### The request
Repeat word for word the items from the line that contains "Tag the metal" up to and including the last line of the items.

++++++++

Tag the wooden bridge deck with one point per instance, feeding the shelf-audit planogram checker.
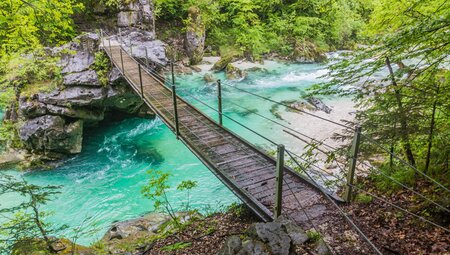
(247, 171)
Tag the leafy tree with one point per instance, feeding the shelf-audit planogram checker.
(25, 25)
(26, 221)
(401, 84)
(157, 188)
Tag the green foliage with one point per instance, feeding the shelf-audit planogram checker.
(363, 198)
(102, 66)
(254, 28)
(401, 86)
(176, 246)
(26, 25)
(26, 220)
(9, 136)
(157, 188)
(313, 236)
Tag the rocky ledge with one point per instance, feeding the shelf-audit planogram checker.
(52, 123)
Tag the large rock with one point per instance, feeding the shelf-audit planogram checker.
(136, 13)
(234, 73)
(222, 63)
(52, 134)
(92, 115)
(127, 18)
(319, 105)
(75, 96)
(88, 78)
(142, 44)
(195, 36)
(78, 55)
(274, 235)
(307, 52)
(31, 108)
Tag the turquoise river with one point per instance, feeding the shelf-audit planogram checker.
(103, 183)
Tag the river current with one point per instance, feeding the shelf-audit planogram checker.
(103, 183)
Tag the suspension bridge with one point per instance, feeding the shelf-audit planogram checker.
(267, 185)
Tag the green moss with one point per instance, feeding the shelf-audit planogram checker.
(363, 199)
(102, 66)
(176, 246)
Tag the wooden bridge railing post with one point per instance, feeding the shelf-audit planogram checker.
(219, 100)
(173, 72)
(146, 58)
(279, 187)
(353, 161)
(140, 81)
(175, 111)
(121, 61)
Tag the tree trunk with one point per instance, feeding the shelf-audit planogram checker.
(430, 137)
(402, 116)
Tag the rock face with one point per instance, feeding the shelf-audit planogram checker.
(137, 13)
(319, 105)
(142, 44)
(307, 52)
(195, 36)
(234, 73)
(53, 122)
(280, 237)
(52, 134)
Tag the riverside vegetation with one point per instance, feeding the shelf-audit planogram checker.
(397, 73)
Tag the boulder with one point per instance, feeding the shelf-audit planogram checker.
(222, 63)
(142, 44)
(195, 36)
(75, 96)
(231, 246)
(87, 78)
(274, 235)
(319, 105)
(52, 134)
(136, 13)
(234, 73)
(148, 224)
(209, 78)
(122, 98)
(31, 108)
(308, 52)
(92, 115)
(127, 18)
(78, 62)
(297, 234)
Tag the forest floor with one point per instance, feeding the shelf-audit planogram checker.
(397, 232)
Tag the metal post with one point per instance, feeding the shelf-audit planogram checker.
(353, 162)
(219, 100)
(140, 81)
(279, 187)
(175, 110)
(146, 57)
(121, 61)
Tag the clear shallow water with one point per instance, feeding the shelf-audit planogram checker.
(104, 181)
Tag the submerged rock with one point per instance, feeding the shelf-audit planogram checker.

++++++++

### In response
Tag the metal post with one point per instance, feeding the shelf-audit planogram checker.
(353, 162)
(219, 100)
(140, 81)
(279, 187)
(175, 110)
(146, 57)
(121, 61)
Tag the clear shallow water with one point per instance, feeding the shelf-audit planogram checker.
(104, 181)
Tag the submerged rock with one point per instance, feeding the shelf-audit planogram checker.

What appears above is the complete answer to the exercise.